What to do
Please edit the lines starting at the line that contains "Reviewer note: every instance of the man" and ending at the line that contains "Reviewer note: every instance of the green", changing "striped shirt" to "plaid shirt" and keeping everything else the same. Return only those lines.
------ Input material
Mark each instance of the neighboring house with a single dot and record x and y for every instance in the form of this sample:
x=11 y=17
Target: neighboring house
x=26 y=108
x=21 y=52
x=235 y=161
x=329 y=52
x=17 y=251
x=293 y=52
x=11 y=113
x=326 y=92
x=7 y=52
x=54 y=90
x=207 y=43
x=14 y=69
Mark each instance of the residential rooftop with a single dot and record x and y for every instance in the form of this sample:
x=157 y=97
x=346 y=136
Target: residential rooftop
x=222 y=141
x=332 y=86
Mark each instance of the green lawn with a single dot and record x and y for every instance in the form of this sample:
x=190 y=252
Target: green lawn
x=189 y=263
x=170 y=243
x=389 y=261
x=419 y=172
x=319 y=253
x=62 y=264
------------
------ Input material
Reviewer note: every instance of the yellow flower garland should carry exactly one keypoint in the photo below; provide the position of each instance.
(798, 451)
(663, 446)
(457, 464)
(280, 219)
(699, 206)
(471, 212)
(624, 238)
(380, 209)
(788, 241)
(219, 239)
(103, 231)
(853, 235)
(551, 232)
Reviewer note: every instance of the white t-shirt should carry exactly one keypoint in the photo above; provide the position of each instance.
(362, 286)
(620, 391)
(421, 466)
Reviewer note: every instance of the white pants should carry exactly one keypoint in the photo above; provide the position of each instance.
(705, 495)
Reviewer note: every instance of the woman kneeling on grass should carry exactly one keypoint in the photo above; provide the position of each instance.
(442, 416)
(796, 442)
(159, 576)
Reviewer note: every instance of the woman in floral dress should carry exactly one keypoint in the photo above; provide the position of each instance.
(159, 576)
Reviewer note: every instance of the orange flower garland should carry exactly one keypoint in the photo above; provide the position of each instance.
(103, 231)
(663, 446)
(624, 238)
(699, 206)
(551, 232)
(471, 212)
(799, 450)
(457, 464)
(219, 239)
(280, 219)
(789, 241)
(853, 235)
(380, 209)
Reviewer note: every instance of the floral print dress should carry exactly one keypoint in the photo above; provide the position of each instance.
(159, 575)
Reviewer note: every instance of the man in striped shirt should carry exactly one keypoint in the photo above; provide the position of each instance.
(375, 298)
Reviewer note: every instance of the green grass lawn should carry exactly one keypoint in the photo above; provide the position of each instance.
------------
------ Input material
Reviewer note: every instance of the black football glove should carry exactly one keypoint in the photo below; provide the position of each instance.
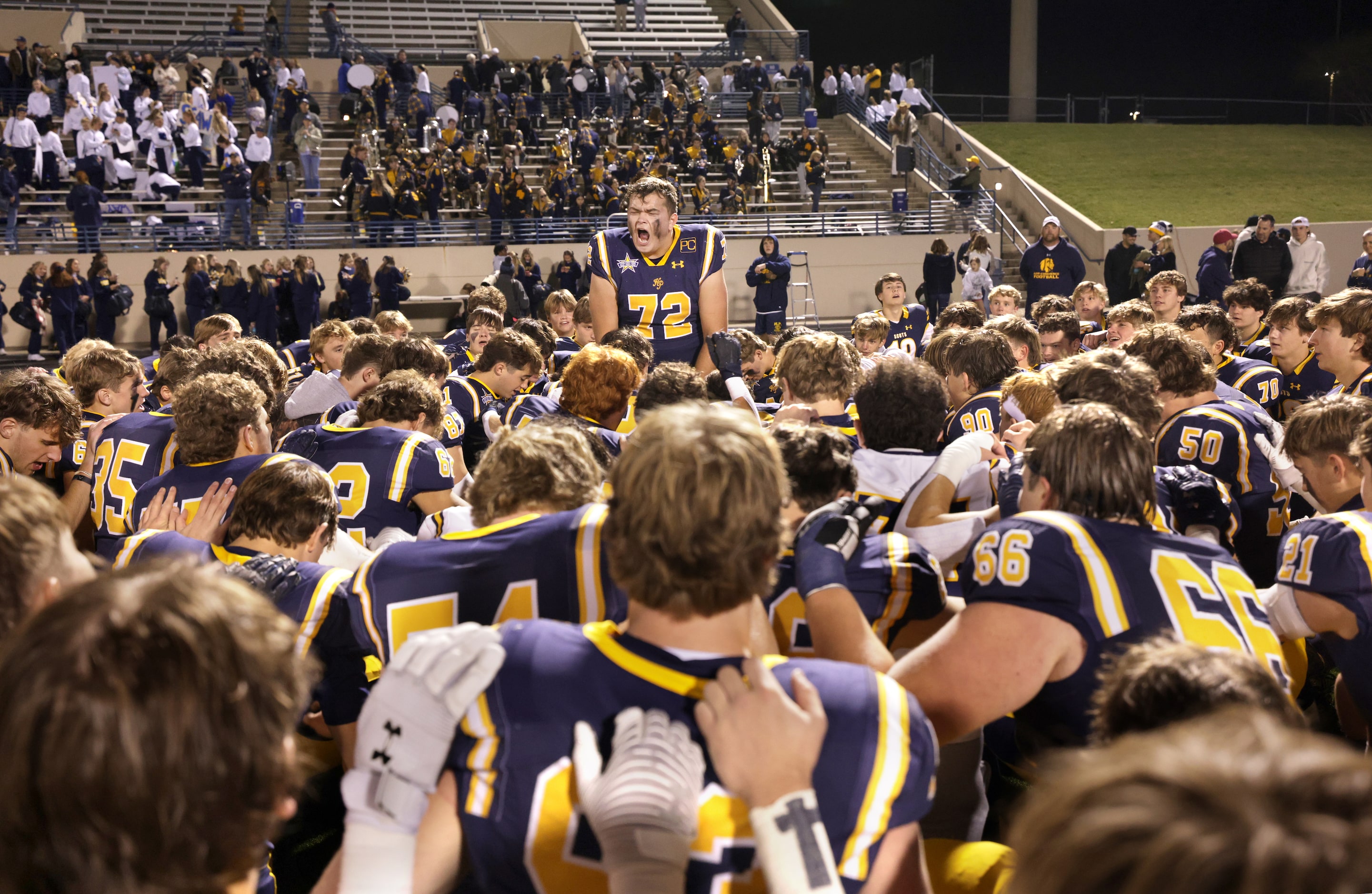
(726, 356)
------------
Answer
Reviewer note: every instance of the man in plaid shirt should carry exactly one keypoint in the photo above; provide the position of each instance.
(375, 298)
Reviewer note: every instance of the green grass lawn should carry exactly one keypoint in the photo above; provide the position of each instance.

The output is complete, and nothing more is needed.